### Work to do
1. Please return the passage on e-mail disclaimers word for word from "While it's smart" to "SOX, or GLBA.".
2. Answer these questions using the passage on e-mail disclaimers.
(a) What does the sample clause tell an unintended recipient to do first?
(b) Which two kinds of tools does the passage call smarter than a disclaimer for protecting confidential messages?
(c) Which regulations does the passage name as possibly requiring encryption?

====== Page extract

It's becoming increasingly common for individuals to append a confidentiality clause or disclaimer to messages. An example of such a clause is:
"Any information contained in or attached to this e-mail is intended solely for the use of the intended recipient(s) and may contain information that is confidential or legally privileged. If you are not an intended recipient of this e-mail, please notify the sender of the delivery error and then please delete and destroy all copies and attachments, and be advised that any review or dissemination of, or the taking of any action in reliance on, the information contained in or attached to this e-mail is expressly prohibited."

While it's smart to include such a disclaimer, it's even smarter to use digital signatures and digital encryption tools to protect your confidential e-mail messages. In fact, depending on the nature of the email message or regulations governing your firm, your messages may need to be encrypted in order to comply with regulations such as HIPAA, SOX, or GLBA.

============
====== Information provided

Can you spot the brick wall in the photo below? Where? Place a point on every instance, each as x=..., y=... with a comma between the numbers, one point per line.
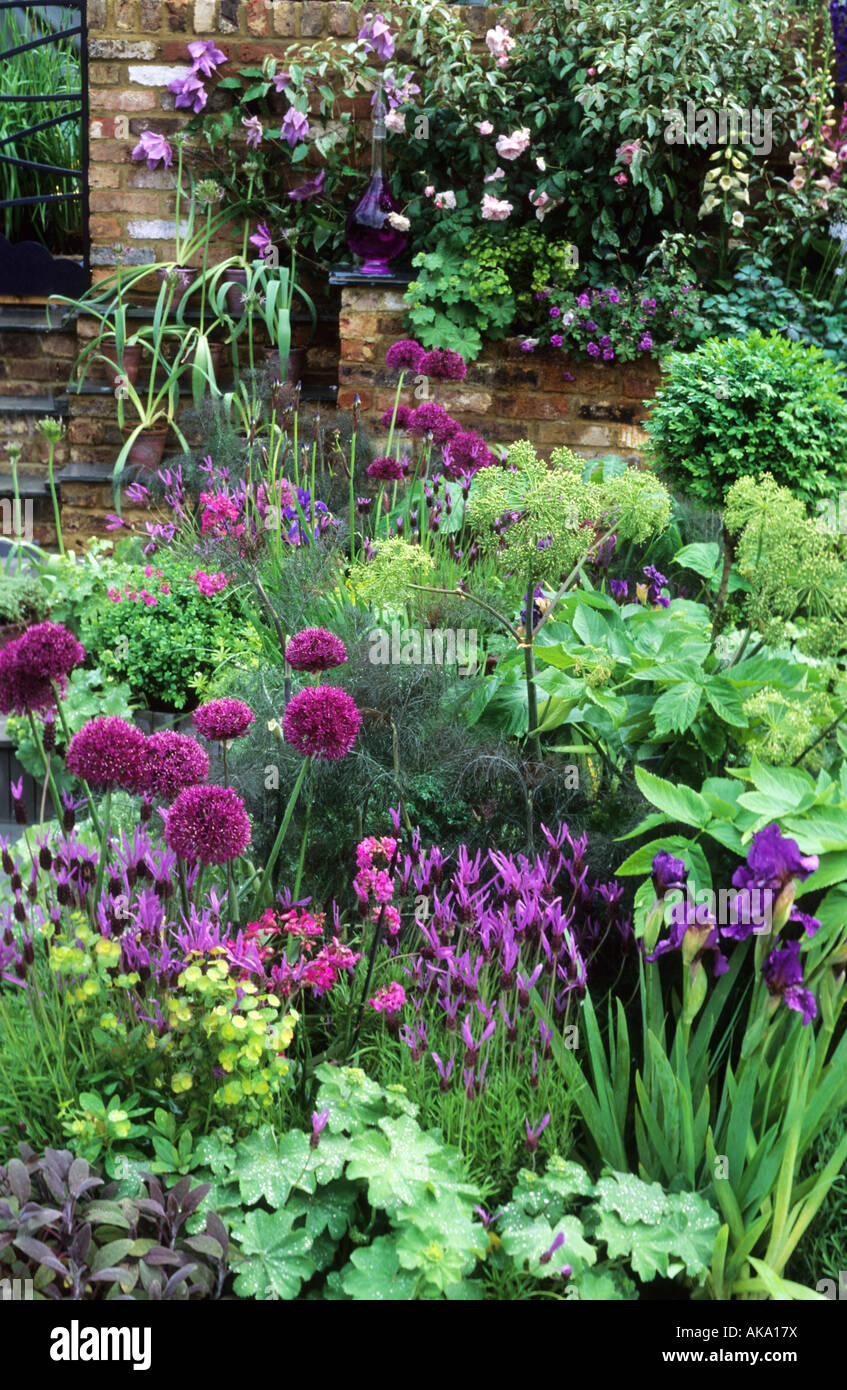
x=508, y=394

============

### Solutions below
1.
While it's smart to include such a disclaimer, it's even smarter to use digital signatures and digital encryption tools to protect your confidential e-mail messages. In fact, depending on the nature of the email message or regulations governing your firm, your messages may need to be encrypted in order to comply with regulations such as HIPAA, SOX, or GLBA.

2.
(a) Notify the sender of the delivery error.
(b) Digital signatures and digital encryption tools.
(c) HIPAA, SOX, and GLBA.